Training young horses; erasing the good and the bad

Training young horses; erasing the good and the bad

Erasing the good; I woke up with a migrane 3am Monday. At 10am, I figured it wasn’t sinus took migrane medicine and remembered my mother bringing me hot rags, or coming in the middle of the night with the barf pan and started to cry, then sob, then briefly sobbed uncontrollably.

The pain erased the good wonderful time I had at #Fresno Horse Park with my mentor and idol, #Connie Arthur. Neueebee was great and that erased some of my  bad realistic anxiety about my ability at this stage of my life to manage his further education as I see it.

In the wee hours I staggered to the kitchen to see if a hot towel would help, no. I zapped ramen to see if salty broth would help, almost barfed at the smell.Was up and down, laying there hoping it would go away and hoping Brian would wake up and take care of me. He is less sympathetic to my pain when I have been off having fun, so he mostly ignored me until 9am and then keep saying he thought driving made my pain worse.

▶ _INPUT DATA_
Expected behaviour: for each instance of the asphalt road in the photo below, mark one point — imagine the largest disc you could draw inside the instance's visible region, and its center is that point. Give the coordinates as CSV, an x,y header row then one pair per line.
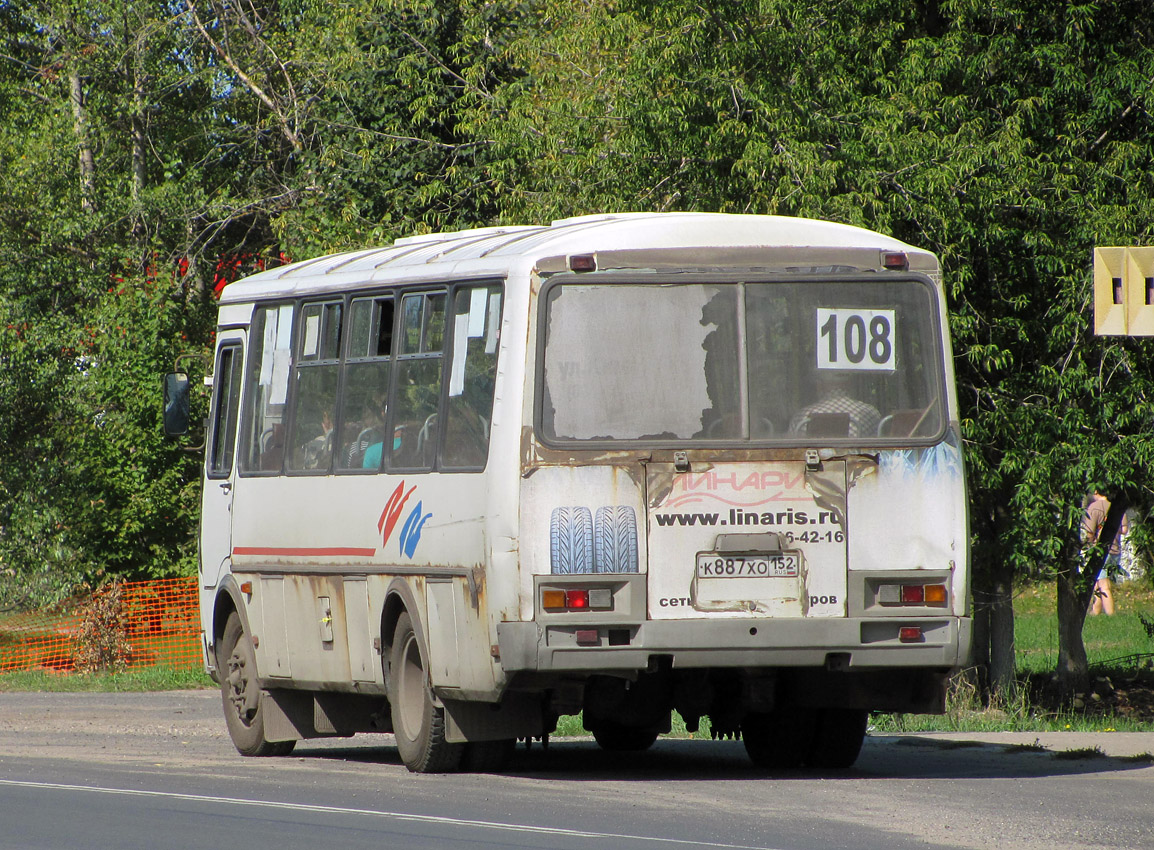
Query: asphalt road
x,y
157,770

▶ _WHAT YOU WILL DO_
1. Set down the stretch of the post on training young horses from "The pain erased" through "my pain worse.".
2. In the post on training young horses, what does the writer try in order to ease the migraine? List each one.
3. Carry the post on training young horses on past its last sentence.

▶ _REPLIES_
1.
The pain erased the good wonderful time I had at #Fresno Horse Park with my mentor and idol, #Connie Arthur. Neueebee was great and that erased some of my  bad realistic anxiety about my ability at this stage of my life to manage his further education as I see it.

In the wee hours I staggered to the kitchen to see if a hot towel would help, no. I zapped ramen to see if salty broth would help, almost barfed at the smell.Was up and down, laying there hoping it would go away and hoping Brian would wake up and take care of me. He is less sympathetic to my pain when I have been off having fun, so he mostly ignored me until 9am and then keep saying he thought driving made my pain worse.

2.
- migrane medicine
- a hot towel
- zapped ramen, for the salty broth

3.
Just like education  of young horses; so many Liam babies were at the clinic. I think my favorite is Miles beloning to Ari. I like his look, he is lean and athletic with beautiful long legs and and a super long, relaxed overstep. He is still a baby and sometimes looking for his coordination, but yet offers natural lead changes over baby jumps. But, talk about natural, Wyatt, ridden by Tracy and oft Connies competition mount, when he jumps the mid sized jumps, surprizingly called “Training Level”, his knees snap up like a puppet and he just sails through the air!

Young horses do best with Pro’s like Connie, or competent riders like Ari and Tracy. Amateur riders erase what Pro’s and good riders put on young horses. The young horses, especially the good of heart, like Liam babies, get confused. The good of heart horses don’t try to kill their riders, their less skilled, less strong and less confident riders just fall off and get hurt or killed more often.  (Need i say, wear all your safety gear, ladies).  Whenever we put the horses in an erase the good position, it is so important to go back afterward and put more good where the bad erased the sketches that make up a well trained, experienced horse.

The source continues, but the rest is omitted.